- _What is being asked_
Everything from the line containing "Query: smiling player" through the final line of the entries below should be repeated exactly, and nothing else.

───── Materials provided

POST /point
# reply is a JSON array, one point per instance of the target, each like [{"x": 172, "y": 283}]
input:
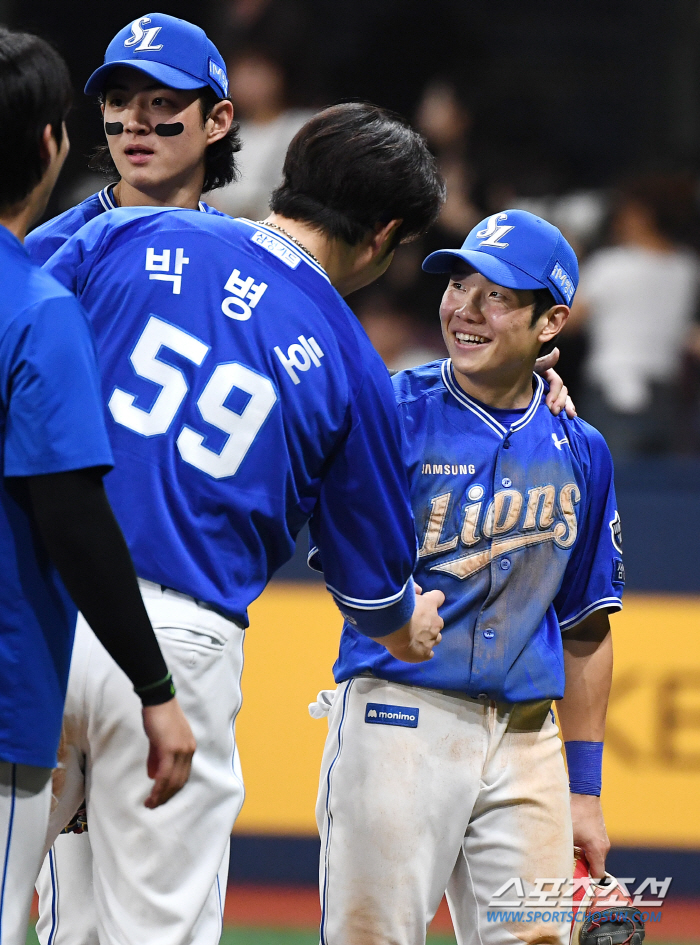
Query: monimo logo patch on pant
[{"x": 391, "y": 715}]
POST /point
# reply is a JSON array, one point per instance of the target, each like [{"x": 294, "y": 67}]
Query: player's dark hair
[
  {"x": 354, "y": 166},
  {"x": 220, "y": 166},
  {"x": 35, "y": 91},
  {"x": 543, "y": 301}
]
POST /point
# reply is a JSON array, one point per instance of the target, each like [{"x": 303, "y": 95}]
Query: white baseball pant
[
  {"x": 474, "y": 796},
  {"x": 25, "y": 798},
  {"x": 158, "y": 876}
]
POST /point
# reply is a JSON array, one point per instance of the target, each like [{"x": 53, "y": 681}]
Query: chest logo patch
[{"x": 379, "y": 714}]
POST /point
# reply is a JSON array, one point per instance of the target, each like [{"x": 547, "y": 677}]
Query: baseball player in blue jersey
[
  {"x": 58, "y": 533},
  {"x": 243, "y": 399},
  {"x": 447, "y": 776}
]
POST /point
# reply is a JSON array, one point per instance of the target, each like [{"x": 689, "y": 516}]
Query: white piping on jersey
[
  {"x": 453, "y": 387},
  {"x": 288, "y": 243},
  {"x": 106, "y": 198},
  {"x": 359, "y": 604},
  {"x": 107, "y": 201},
  {"x": 609, "y": 602}
]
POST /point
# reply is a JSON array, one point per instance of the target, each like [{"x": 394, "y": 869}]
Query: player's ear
[
  {"x": 555, "y": 319},
  {"x": 384, "y": 239},
  {"x": 219, "y": 121}
]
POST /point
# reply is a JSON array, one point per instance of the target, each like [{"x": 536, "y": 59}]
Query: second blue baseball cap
[
  {"x": 517, "y": 250},
  {"x": 172, "y": 51}
]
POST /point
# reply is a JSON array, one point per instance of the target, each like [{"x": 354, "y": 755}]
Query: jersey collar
[
  {"x": 450, "y": 381},
  {"x": 106, "y": 198},
  {"x": 288, "y": 243}
]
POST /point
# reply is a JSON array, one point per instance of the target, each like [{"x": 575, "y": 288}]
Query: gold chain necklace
[{"x": 289, "y": 237}]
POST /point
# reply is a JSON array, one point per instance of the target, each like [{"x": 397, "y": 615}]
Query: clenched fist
[{"x": 414, "y": 642}]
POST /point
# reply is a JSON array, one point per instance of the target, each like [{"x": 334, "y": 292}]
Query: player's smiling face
[
  {"x": 490, "y": 338},
  {"x": 144, "y": 159}
]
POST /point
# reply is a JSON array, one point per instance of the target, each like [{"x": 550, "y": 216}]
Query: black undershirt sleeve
[{"x": 85, "y": 543}]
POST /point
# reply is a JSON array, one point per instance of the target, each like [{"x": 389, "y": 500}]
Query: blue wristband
[{"x": 585, "y": 763}]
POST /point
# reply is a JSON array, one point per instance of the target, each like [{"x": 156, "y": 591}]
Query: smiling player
[{"x": 448, "y": 775}]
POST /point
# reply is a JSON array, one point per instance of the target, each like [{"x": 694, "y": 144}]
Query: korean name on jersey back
[
  {"x": 219, "y": 360},
  {"x": 518, "y": 530}
]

──────────

- _Response to this exercise_
Query: smiling player
[{"x": 448, "y": 775}]
POST /point
# reply is a JSON array, one point per instance of the target, each like [{"x": 694, "y": 144}]
Query: korean name on jersey back
[
  {"x": 219, "y": 360},
  {"x": 518, "y": 530}
]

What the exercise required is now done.